**WHAT THE TASK ASKS**
Render each line of the entries below as a JSON array of strings, one string per line, omitting any blank lines.

**MATERIAL SHOWN**
※

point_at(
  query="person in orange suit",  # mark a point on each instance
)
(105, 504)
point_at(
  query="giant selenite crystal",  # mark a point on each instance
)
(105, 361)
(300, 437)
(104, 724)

※

**EXERCISE OUTPUT**
[
  "point_at(",
  "  query=\"person in orange suit\",  # mark a point on each instance",
  ")",
  "(105, 504)",
  "point_at(",
  "  query=\"giant selenite crystal\",  # mark a point on each instance",
  ")",
  "(105, 361)",
  "(300, 437)",
  "(104, 724)"
]